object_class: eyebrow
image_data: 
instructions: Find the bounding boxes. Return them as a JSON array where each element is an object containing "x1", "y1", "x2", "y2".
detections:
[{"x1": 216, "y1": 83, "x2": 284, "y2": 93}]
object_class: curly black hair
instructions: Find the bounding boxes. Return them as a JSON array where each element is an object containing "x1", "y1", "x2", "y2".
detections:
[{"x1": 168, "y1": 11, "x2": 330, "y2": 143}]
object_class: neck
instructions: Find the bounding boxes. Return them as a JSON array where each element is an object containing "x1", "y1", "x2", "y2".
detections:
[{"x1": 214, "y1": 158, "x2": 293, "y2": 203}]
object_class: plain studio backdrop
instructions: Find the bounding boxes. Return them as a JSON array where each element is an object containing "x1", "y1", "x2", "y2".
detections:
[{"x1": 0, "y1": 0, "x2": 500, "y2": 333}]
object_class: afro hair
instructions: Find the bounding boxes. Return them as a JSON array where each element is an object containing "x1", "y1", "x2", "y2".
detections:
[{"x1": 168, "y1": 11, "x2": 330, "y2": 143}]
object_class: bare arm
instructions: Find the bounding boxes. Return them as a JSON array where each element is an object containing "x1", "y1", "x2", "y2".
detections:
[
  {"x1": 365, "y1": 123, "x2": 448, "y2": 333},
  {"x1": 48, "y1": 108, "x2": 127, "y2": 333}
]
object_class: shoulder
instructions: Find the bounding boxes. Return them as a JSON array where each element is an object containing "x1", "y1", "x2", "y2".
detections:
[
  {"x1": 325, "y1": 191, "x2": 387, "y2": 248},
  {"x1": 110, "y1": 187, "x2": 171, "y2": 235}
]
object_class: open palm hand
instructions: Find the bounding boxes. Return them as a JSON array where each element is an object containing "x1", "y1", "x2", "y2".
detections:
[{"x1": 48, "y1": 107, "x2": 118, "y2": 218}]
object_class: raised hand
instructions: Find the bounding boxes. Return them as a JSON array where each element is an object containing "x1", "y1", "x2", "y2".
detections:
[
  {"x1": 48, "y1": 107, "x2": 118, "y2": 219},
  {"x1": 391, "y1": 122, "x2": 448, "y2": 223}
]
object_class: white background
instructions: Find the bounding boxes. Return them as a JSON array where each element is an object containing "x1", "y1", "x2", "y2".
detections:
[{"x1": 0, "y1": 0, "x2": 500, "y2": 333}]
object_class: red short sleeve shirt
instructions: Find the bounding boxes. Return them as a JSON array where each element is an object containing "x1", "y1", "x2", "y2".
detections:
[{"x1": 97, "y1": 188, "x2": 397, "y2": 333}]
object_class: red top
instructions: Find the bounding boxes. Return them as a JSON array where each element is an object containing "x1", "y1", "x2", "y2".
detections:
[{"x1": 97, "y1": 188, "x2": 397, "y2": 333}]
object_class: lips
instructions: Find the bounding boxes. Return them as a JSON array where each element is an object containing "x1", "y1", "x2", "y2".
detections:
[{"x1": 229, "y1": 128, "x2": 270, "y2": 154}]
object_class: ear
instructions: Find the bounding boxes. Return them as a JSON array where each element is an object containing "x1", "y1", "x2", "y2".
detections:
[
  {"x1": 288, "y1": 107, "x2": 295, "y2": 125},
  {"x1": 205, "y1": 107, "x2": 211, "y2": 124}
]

::::

◆ WHAT YOU ARE ASKED TO DO
Rewrite every entry above with "object_class" swapped out for "target_label" wherever it occurs, leaving all other text untouched.

◆ COMPLETED EXERCISE
target_label: eyebrow
image_data: 
instructions: Find the bounding boxes. Return them as a JSON array where each element is an object containing "x1", "y1", "x2", "y2".
detections:
[{"x1": 216, "y1": 83, "x2": 284, "y2": 93}]
target_label: curly black hair
instructions: Find the bounding boxes. Return them as a JSON array where each element is an object containing "x1", "y1", "x2", "y2".
detections:
[{"x1": 168, "y1": 11, "x2": 330, "y2": 143}]
target_label: neck
instructions: Find the bounding boxes. Return them as a JSON array where each element is an object containing "x1", "y1", "x2", "y2".
detections:
[{"x1": 214, "y1": 158, "x2": 293, "y2": 203}]
target_label: plain studio backdrop
instructions: Find the bounding boxes. Return them as a JSON array where each element is an object containing "x1", "y1", "x2", "y2".
detections:
[{"x1": 0, "y1": 0, "x2": 500, "y2": 333}]
target_label: afro hair
instructions: Find the bounding boxes. Return them as a JSON array where each element is an object containing "x1", "y1", "x2", "y2".
detections:
[{"x1": 168, "y1": 11, "x2": 330, "y2": 143}]
target_label: bare arm
instructions: Find the bounding boxes. Return them as a JSON array where each element is an object containing "x1", "y1", "x2", "y2".
detections:
[
  {"x1": 365, "y1": 123, "x2": 448, "y2": 333},
  {"x1": 48, "y1": 108, "x2": 127, "y2": 333}
]
target_label: shoulder
instructions: Find the bounding boxes. Return them as a JSON array where each element is an object containing "x1", "y1", "x2", "y2".
detections:
[
  {"x1": 325, "y1": 191, "x2": 387, "y2": 248},
  {"x1": 110, "y1": 187, "x2": 171, "y2": 235}
]
target_label: open palm hand
instructions: Find the bounding boxes. Return them as a JSON array where each element is an object containing "x1", "y1", "x2", "y2".
detections:
[{"x1": 48, "y1": 107, "x2": 118, "y2": 218}]
target_label: raised hand
instructions: Find the bounding boxes. Return them as a JSON array where each element is an object containing "x1", "y1", "x2", "y2".
detections:
[
  {"x1": 48, "y1": 107, "x2": 118, "y2": 219},
  {"x1": 391, "y1": 122, "x2": 448, "y2": 223}
]
target_label: white background
instructions: Find the bounding boxes. Return them as a JSON array where each element is an object containing "x1", "y1", "x2", "y2".
detections:
[{"x1": 0, "y1": 0, "x2": 500, "y2": 333}]
target_label: red short sleeve shirt
instructions: Find the bounding boxes. Return them as a JSON array where each element is an object containing "x1", "y1", "x2", "y2".
detections:
[{"x1": 97, "y1": 188, "x2": 397, "y2": 333}]
target_label: red top
instructions: Find the bounding boxes. Return them as a JSON array where each element is an object containing "x1", "y1", "x2", "y2".
detections:
[{"x1": 97, "y1": 188, "x2": 397, "y2": 333}]
target_label: lips
instructions: Find the bounding boxes. Return them as a JSON array where each element is an object containing "x1", "y1", "x2", "y2".
detections:
[{"x1": 229, "y1": 128, "x2": 270, "y2": 154}]
target_label: ear
instructions: Find the bounding boxes. Return them as a JSON array where each element is an object containing "x1", "y1", "x2", "y2".
detections:
[
  {"x1": 288, "y1": 107, "x2": 295, "y2": 125},
  {"x1": 205, "y1": 107, "x2": 211, "y2": 124}
]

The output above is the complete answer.